Selected excerpt:
-----

Not just one-sided relationships. I have a counselor, I have a therapist, but that's a one-sided relationship. I have a husband, I have friends, and all of those are wonderful, but, man, they didn't fill this void of what Taisha has brought, or what Dr Ramona has brought, or what Chris has brought, because those connections, they cause everything in me to leap and when I feel like I'm losing hope, they cause my hope to wake up again. When I feel like I might be confused or I'm on the wrong track, they bring clarity to my life and remind me of who I am. When I feel misunderstood or that I don't fit, they remind me that I have community and I have people and I am more than enough. You need purpose partners, all right.

-----

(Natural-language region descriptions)
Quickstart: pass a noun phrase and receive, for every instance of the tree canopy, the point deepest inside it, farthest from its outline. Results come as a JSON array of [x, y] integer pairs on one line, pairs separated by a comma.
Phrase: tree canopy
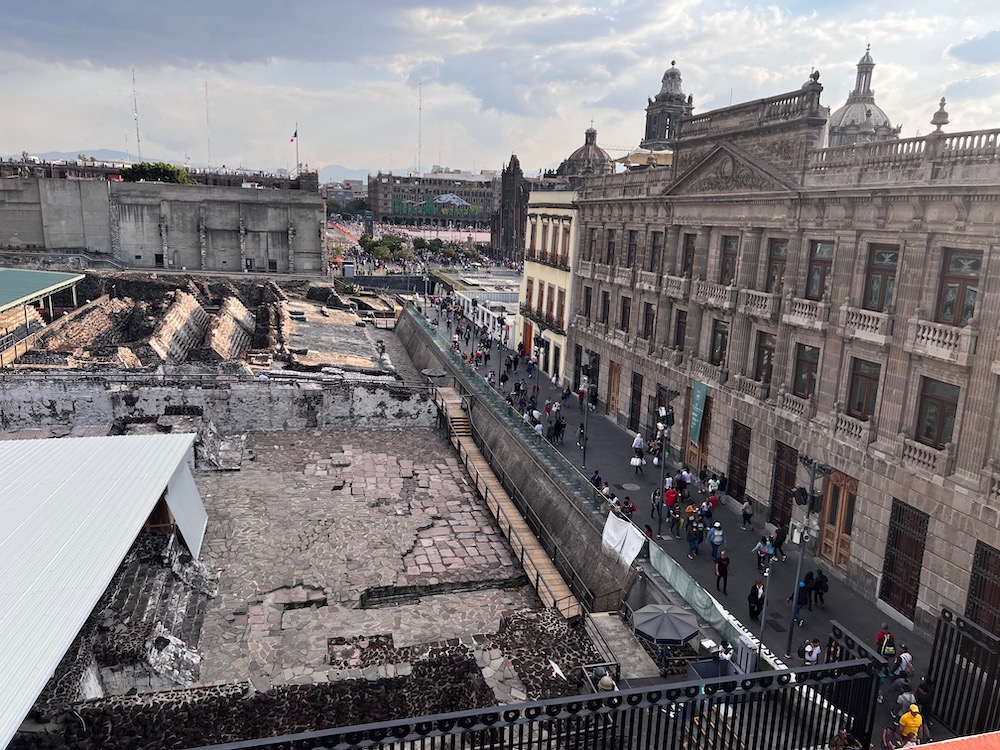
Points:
[[156, 172]]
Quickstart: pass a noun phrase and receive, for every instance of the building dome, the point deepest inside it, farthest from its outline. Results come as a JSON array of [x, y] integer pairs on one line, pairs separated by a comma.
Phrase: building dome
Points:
[[589, 159], [850, 123]]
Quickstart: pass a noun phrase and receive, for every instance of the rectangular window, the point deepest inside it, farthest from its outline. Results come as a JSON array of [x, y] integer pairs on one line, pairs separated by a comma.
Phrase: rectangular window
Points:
[[648, 320], [904, 557], [633, 247], [720, 342], [656, 252], [863, 390], [777, 257], [959, 287], [625, 313], [983, 603], [730, 250], [806, 366], [820, 270], [688, 261], [680, 330], [880, 279], [609, 254], [764, 356], [936, 412]]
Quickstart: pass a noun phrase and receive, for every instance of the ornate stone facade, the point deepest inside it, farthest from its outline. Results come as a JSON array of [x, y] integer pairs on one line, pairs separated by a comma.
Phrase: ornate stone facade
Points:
[[837, 302]]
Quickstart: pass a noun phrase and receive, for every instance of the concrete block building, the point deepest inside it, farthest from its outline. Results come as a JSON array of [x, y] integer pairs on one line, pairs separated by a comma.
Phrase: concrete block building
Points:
[[833, 306]]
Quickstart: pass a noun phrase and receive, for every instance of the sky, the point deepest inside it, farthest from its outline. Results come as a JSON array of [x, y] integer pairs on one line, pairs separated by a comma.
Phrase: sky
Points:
[[397, 84]]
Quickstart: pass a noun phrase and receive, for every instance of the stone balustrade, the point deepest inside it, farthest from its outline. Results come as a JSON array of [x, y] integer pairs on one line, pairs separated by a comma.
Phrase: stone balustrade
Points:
[[755, 389], [715, 295], [648, 281], [920, 457], [853, 430], [699, 369], [677, 287], [866, 325], [806, 313], [762, 305], [955, 344]]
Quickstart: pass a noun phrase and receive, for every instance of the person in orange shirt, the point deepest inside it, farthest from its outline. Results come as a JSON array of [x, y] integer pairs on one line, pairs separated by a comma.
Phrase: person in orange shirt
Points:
[[911, 721]]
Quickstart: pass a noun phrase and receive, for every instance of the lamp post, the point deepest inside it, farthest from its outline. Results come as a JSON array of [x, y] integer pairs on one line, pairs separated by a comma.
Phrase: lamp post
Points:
[[816, 469], [502, 323], [586, 405], [666, 413]]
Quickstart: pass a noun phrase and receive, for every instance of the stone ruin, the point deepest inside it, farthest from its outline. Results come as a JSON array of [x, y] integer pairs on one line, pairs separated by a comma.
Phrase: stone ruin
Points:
[[139, 322]]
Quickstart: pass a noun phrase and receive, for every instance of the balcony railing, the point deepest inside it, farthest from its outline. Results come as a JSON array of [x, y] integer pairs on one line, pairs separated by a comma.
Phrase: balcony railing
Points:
[[795, 406], [755, 389], [956, 344], [866, 325], [762, 305], [920, 457], [677, 287], [648, 281], [699, 369], [715, 295], [806, 313], [853, 430]]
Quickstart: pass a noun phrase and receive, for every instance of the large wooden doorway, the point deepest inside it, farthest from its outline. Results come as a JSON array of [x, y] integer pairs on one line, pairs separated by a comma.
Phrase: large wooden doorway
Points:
[[696, 454], [786, 464], [614, 385], [838, 519], [739, 460]]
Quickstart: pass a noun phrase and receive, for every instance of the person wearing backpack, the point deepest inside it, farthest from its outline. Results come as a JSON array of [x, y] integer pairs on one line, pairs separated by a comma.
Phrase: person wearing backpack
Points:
[[747, 510]]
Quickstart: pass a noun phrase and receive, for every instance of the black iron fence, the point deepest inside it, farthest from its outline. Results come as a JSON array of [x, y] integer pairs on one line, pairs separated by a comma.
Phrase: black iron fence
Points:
[[965, 667], [764, 711]]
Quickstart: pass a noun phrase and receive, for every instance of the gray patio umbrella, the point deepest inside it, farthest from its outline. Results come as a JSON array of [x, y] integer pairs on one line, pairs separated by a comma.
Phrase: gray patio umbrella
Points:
[[665, 623]]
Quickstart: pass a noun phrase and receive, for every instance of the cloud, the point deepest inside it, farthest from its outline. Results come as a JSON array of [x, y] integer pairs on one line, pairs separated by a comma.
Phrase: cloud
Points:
[[980, 50]]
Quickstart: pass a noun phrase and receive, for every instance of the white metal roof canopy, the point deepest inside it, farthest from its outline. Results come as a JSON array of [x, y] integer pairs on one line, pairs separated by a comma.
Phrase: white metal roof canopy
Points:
[[70, 510]]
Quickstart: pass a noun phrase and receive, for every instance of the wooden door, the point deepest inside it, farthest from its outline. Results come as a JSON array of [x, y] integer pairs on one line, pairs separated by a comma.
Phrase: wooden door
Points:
[[837, 520], [614, 385]]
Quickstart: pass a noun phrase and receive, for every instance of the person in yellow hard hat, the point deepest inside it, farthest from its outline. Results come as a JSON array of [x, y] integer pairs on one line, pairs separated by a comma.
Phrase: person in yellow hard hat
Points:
[[911, 721]]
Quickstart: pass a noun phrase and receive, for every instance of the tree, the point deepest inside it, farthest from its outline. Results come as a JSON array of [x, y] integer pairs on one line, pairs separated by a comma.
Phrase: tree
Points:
[[156, 172]]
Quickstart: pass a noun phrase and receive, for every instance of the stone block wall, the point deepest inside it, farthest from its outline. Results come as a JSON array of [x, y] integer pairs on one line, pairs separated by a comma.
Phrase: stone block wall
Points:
[[577, 536], [182, 329], [232, 329]]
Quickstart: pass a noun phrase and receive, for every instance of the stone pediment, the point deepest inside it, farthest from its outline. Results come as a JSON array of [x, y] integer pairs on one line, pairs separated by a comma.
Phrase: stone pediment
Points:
[[729, 169]]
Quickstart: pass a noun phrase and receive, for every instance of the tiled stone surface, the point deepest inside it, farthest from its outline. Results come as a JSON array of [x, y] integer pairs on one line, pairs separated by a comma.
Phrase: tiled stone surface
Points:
[[322, 516]]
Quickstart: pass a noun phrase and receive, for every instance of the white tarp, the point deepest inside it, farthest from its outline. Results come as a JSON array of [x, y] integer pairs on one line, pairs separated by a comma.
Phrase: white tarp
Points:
[[621, 539]]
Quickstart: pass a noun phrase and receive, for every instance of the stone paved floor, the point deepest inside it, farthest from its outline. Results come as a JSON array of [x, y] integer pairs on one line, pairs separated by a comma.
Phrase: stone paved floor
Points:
[[319, 517]]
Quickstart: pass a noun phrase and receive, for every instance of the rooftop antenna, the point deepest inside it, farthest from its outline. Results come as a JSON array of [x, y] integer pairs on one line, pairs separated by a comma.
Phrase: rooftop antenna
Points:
[[208, 127], [420, 122], [135, 110]]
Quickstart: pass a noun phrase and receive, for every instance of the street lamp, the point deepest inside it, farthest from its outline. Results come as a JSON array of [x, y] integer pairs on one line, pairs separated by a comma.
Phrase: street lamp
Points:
[[538, 362], [502, 323], [666, 413], [816, 469]]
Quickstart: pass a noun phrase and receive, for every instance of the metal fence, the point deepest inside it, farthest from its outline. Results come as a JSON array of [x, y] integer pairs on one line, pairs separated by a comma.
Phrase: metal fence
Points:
[[765, 711]]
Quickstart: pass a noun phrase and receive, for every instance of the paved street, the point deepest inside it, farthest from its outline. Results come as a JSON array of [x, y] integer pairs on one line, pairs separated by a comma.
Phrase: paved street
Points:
[[609, 449]]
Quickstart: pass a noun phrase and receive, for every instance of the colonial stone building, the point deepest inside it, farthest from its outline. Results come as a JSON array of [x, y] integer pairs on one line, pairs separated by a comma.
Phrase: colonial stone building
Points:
[[834, 304], [547, 283]]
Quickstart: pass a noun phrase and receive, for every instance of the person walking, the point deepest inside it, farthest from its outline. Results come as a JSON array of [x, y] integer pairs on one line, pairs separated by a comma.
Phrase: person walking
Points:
[[821, 587], [801, 600], [779, 540], [722, 573], [755, 599], [717, 538]]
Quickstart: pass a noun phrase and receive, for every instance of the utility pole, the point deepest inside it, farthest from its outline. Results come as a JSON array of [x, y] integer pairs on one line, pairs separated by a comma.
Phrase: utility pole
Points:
[[816, 469]]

-----

Exercise aim:
Write the next part of the purpose partners passage, picking up after its last sentence. The records come from a separate source and are unrelated to the purpose partners passage.

Response:
Speaker 1:

So listen, if there is a part two to disrupting burnout and if you're, if I'm honest, I'm already thinking about the next book. Y'all pray for me. Why am I thinking about the next book? We just published this one. I'm not going to do it right now, but I'll be honest. I do have another book brewing inside of me. I'll keep you updated on that, but let's stay focused. If I had to write this book again, I would add a chapter on identifying your purpose partners. That's how critical they are to your brilliance and that's how critical they are to your brilliance and that's how critical they are to you disrupting the cycle of burnout. All right, friend, start in prayer, take it to God and see what he'll share with you. As always, you are powerful, you are significant and you are loved. Love always, pbj.